Data lines:
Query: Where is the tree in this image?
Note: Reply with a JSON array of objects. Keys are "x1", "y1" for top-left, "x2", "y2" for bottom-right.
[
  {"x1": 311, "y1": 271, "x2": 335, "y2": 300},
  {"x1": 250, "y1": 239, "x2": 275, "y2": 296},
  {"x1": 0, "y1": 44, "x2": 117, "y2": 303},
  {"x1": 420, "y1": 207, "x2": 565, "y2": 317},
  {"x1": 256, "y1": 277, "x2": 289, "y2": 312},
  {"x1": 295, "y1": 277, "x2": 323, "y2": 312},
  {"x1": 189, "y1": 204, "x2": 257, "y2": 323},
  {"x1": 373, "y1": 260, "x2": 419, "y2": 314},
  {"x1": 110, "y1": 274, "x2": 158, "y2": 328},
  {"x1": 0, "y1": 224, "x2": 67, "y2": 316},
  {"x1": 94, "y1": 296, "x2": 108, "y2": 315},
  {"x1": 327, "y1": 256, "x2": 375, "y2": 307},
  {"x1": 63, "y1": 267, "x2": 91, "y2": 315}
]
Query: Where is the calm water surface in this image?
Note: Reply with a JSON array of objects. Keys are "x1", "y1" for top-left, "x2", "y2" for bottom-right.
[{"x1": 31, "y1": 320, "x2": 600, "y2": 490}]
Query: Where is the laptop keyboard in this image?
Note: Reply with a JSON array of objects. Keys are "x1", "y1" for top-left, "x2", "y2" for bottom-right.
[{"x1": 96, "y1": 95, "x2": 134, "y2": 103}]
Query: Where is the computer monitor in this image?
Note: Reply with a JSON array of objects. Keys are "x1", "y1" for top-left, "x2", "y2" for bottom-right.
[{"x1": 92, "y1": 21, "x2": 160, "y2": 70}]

Given problem:
Update the data above by changing every "top-left" to "upper-left" and leaving the rest unchanged.

Solution to the exercise:
Query: Where is the tree in this image?
Note: Reply with a JSON array of objects. Keys are "x1", "y1" for upper-left, "x2", "y2" for bottom-right.
[
  {"x1": 311, "y1": 271, "x2": 335, "y2": 300},
  {"x1": 250, "y1": 239, "x2": 275, "y2": 296},
  {"x1": 0, "y1": 44, "x2": 117, "y2": 303},
  {"x1": 420, "y1": 207, "x2": 565, "y2": 317},
  {"x1": 256, "y1": 277, "x2": 289, "y2": 312},
  {"x1": 295, "y1": 277, "x2": 323, "y2": 312},
  {"x1": 189, "y1": 204, "x2": 257, "y2": 323},
  {"x1": 373, "y1": 260, "x2": 419, "y2": 314},
  {"x1": 110, "y1": 274, "x2": 158, "y2": 328},
  {"x1": 0, "y1": 224, "x2": 67, "y2": 316},
  {"x1": 94, "y1": 296, "x2": 108, "y2": 315},
  {"x1": 327, "y1": 256, "x2": 375, "y2": 307},
  {"x1": 63, "y1": 267, "x2": 91, "y2": 315}
]
Query: Where is the calm water surface in this image?
Note: Reply with a JSON array of objects. Keys are "x1", "y1" for upper-left, "x2", "y2" for bottom-right.
[{"x1": 31, "y1": 320, "x2": 600, "y2": 490}]
Query: Where is the laptop keyboard in this image?
Note: Reply with a JSON array of objects. Keys are "x1", "y1" for upper-left, "x2", "y2" for bottom-right.
[{"x1": 96, "y1": 95, "x2": 134, "y2": 103}]
Query: Where is the computer monitor in this image?
Note: Reply with a JSON array of objects. Keys are "x1", "y1" for upper-left, "x2", "y2" for bottom-right.
[{"x1": 92, "y1": 21, "x2": 160, "y2": 70}]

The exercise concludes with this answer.